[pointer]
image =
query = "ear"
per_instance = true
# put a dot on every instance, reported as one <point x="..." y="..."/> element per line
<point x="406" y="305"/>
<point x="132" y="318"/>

===============

## Task objective
Reproduce all the records above, replacing "dot" with "marker" and keeping every other part unchanged.

## Solution to the problem
[pointer]
image =
query = "ear"
per_instance = true
# put a marker on every instance, reported as one <point x="..." y="..."/> element per line
<point x="406" y="305"/>
<point x="132" y="318"/>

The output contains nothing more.